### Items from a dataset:

>> Begin

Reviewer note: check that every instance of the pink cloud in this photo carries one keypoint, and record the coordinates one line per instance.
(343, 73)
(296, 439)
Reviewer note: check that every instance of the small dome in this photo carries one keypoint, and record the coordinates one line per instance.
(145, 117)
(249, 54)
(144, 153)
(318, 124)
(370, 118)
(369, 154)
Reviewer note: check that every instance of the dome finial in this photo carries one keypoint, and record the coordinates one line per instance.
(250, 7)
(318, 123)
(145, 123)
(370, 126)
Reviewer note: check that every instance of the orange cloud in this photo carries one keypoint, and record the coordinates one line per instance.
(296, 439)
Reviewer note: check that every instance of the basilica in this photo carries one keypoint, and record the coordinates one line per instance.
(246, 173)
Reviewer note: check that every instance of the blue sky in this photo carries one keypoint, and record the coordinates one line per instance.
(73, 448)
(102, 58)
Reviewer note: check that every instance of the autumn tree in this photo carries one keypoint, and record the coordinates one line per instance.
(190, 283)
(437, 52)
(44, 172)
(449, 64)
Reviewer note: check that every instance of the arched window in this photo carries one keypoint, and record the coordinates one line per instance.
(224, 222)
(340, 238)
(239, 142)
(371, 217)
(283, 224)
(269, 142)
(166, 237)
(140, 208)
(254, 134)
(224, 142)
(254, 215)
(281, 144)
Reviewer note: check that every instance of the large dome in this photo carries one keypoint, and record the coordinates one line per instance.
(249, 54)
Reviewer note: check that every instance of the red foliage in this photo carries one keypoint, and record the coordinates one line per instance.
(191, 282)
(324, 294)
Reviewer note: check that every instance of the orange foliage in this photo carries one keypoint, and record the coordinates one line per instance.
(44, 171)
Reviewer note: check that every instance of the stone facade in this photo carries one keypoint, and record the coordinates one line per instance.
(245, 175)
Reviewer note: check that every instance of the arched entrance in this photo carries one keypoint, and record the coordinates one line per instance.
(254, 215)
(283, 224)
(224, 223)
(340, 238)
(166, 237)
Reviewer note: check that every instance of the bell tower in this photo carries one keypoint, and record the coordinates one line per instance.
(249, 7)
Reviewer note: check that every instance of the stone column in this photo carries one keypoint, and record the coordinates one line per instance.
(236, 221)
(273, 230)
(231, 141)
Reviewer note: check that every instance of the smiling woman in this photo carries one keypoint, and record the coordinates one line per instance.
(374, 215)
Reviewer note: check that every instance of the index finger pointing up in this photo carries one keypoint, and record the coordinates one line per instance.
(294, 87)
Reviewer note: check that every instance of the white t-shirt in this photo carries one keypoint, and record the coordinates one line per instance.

>> End

### Short problem:
Recast every line of the items above as a JSON list of strings, with one string per line and any blank lines omitted.

### Exercise solution:
[
  "Reviewer note: check that every instance of the pink cloud in this photo carries one keypoint, and record the coordinates one line per instance.",
  "(343, 73)",
  "(296, 439)",
  "Reviewer note: check that every instance of the small dome in this photo carries one keypoint, and record the coordinates one line per instance.",
  "(145, 117)",
  "(249, 54)",
  "(144, 153)",
  "(318, 124)",
  "(370, 118)",
  "(369, 154)",
  "Reviewer note: check that every instance of the dome finial in this photo carries one keypoint, and record the coordinates one line per instance.",
  "(250, 7)",
  "(318, 123)",
  "(145, 123)",
  "(370, 126)",
  "Reviewer note: check that every instance of the orange cloud in this photo carries one keypoint, and record the coordinates one line per instance.",
  "(296, 439)",
  "Reviewer note: check that every instance of the basilica in this photo carries one keypoint, and record the coordinates one line per instance.",
  "(246, 173)",
  "Reviewer note: check that every instance of the blue sky in this photo carries one keypoint, and record the coordinates one line per instance.",
  "(73, 448)",
  "(102, 58)",
  "Reviewer note: check that every instance of the autumn tree in this photo carries one keypoint, and record the coordinates one line per instance.",
  "(190, 283)",
  "(437, 52)",
  "(44, 172)",
  "(449, 64)",
  "Reviewer note: check that every instance of the arched window in this photo carries one keypoint, and record the coordinates one line per instance.",
  "(224, 222)",
  "(340, 238)",
  "(239, 142)",
  "(371, 217)",
  "(283, 224)",
  "(269, 142)",
  "(166, 237)",
  "(140, 208)",
  "(254, 134)",
  "(224, 142)",
  "(254, 215)",
  "(281, 144)",
  "Reviewer note: check that every instance of the large dome in this photo carries one keypoint, and record the coordinates one line per instance.",
  "(249, 54)",
  "Reviewer note: check that every instance of the red foliage in this photo carries one keypoint, and record the coordinates one line per instance.",
  "(191, 282)",
  "(324, 294)",
  "Reviewer note: check that every instance of the orange foliage in this photo carries one keypoint, and record the coordinates one line per instance.",
  "(44, 171)",
  "Reviewer note: check that every instance of the stone facade in this photo carries one keypoint, and record the coordinates one line per instance.",
  "(245, 175)",
  "Reviewer note: check that every instance of the arched entrance in this photo carries one keypoint, and record the coordinates one line per instance.",
  "(254, 215)",
  "(283, 224)",
  "(224, 223)",
  "(340, 238)",
  "(166, 237)",
  "Reviewer note: check that every instance of the bell tower in this photo carries one keypoint, and record the coordinates one line per instance.",
  "(249, 7)",
  "Reviewer note: check that every instance of the stone column in this photo carries one keypoint, and record the coordinates one line per instance.",
  "(236, 221)",
  "(273, 230)",
  "(231, 141)",
  "Reviewer note: check that every instance of the smiling woman in this photo carries one keypoint, and record the coordinates one line per instance.",
  "(374, 215)",
  "Reviewer note: check that every instance of the index finger pointing up in this photo carries one keypoint, and record the coordinates one line per instance.",
  "(294, 87)",
  "Reviewer note: check that every instance of the white t-shirt in this photo carries one keypoint, and record the coordinates one line per instance."
]